▶ [WHAT TO WORK ON]:
1) Can you extract, verbatim, the stretch of the gas dissociation problem from "Let $x$ mm Hg" to "mm Hg respectively."?
2) Could you extend the worked solution to the gas dissociation problem, carrying on after its last sentence?

Question

$X{Y}_2$ dissociates as:

$X{Y}_2\left(g\right)\rightleftharpoons XY\left(g\right)+Y\left(g\right)$

When the initial pressure of $X{Y}_2$ is 600 mm $Hg$, the total equilibrium pressure is 800 mm $Hg$. Calculate $K$ for the reaction assuming that the volume of the system remains unchanged.

• A. 50
• B. 100
• C. 166.6
• D. 400

Answer 1

The correct option is A 50

$X{Y}_2\left(g\right)\rightleftharpoons XY\left(g\right)+Y\left(g\right)$

The initial pressure of $X{Y}_2$ is 600 mm Hg.

Let $x$ mm Hg be the change in pressure of $X{Y}_2$ to reach equilibrium.

The equilibrium pressures of $X{Y}_2$, $XY$ and $Y$ are $(600-x)$ mm Hg, $x$ mm Hg and $x$ mm Hg respectively.

▶ [DATASET RECORDS]:
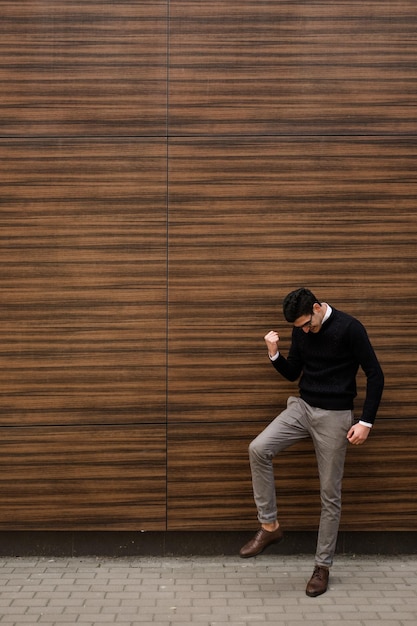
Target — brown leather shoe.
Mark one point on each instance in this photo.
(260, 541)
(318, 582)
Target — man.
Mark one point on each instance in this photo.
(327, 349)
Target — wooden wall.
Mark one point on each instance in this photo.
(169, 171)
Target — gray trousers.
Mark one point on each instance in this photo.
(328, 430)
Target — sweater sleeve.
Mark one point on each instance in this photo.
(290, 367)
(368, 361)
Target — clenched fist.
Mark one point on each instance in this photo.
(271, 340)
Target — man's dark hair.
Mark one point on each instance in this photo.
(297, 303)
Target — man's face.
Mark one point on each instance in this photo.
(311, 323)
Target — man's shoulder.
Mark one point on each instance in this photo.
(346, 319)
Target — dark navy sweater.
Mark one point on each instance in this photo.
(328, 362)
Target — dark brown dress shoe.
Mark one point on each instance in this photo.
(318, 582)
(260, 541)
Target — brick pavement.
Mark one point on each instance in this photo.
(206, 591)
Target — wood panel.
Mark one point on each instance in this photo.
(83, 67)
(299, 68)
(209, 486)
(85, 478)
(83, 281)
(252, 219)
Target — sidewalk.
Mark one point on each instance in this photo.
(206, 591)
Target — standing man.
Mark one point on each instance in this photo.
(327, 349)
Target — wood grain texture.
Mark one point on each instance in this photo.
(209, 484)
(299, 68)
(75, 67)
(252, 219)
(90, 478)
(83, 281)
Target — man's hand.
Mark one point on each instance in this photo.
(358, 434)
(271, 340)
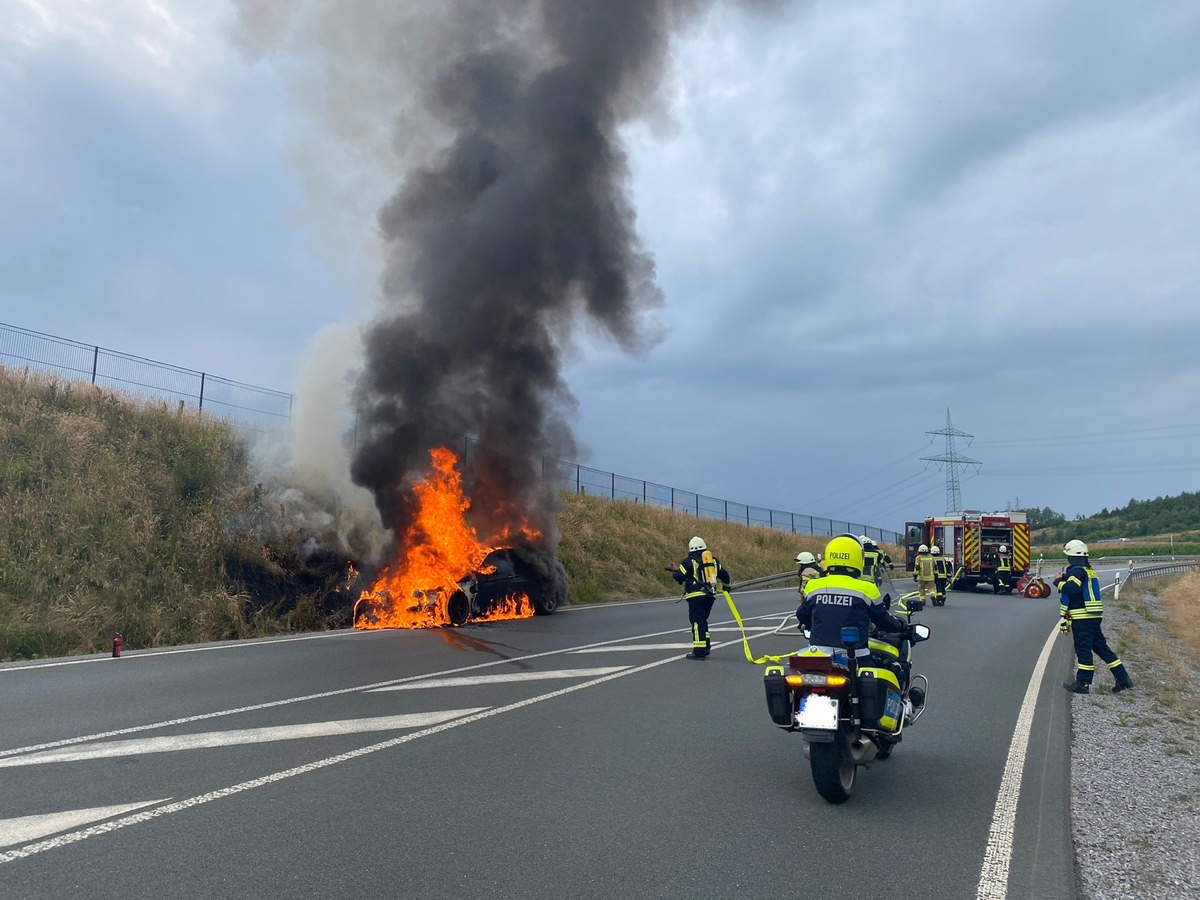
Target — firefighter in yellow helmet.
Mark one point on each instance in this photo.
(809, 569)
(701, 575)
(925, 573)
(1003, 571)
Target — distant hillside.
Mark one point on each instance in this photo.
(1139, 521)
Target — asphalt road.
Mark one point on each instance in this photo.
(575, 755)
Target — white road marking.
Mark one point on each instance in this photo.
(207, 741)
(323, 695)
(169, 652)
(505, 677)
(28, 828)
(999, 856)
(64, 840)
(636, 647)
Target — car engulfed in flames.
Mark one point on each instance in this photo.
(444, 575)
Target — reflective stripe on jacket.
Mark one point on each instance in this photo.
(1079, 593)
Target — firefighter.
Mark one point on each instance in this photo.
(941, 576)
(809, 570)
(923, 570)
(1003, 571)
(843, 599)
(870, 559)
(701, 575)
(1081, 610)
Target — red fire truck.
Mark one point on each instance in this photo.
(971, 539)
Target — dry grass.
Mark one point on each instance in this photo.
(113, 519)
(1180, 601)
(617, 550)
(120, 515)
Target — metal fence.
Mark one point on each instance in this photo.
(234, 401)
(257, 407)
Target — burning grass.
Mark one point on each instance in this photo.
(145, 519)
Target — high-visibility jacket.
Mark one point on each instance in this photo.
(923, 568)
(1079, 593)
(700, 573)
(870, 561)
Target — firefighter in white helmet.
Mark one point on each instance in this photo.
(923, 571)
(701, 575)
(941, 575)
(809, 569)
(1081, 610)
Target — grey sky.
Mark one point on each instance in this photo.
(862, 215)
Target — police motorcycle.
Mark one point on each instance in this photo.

▶ [TASK RESULTS]:
1)
Let $x$ mm Hg be the change in pressure of $X{Y}_2$ to reach equilibrium.

The equilibrium pressures of $X{Y}_2$, $XY$ and $Y$ are $(600-x)$ mm Hg, $x$ mm Hg and $x$ mm Hg respectively.

2)
Total pressure at equilibrium $=(600-x)+x+x=600+x$ mm Hg. But it is equal to 800 mm Hg.

$(600+x)=800$

$x=200$ mm Hg
The equilibrium pressures of $X{Y}_2$, $XY$ and $Y$ are :

$(600-200)=400$ mm Hg, $200$ mm Hg and $200$ mm Hg respectively.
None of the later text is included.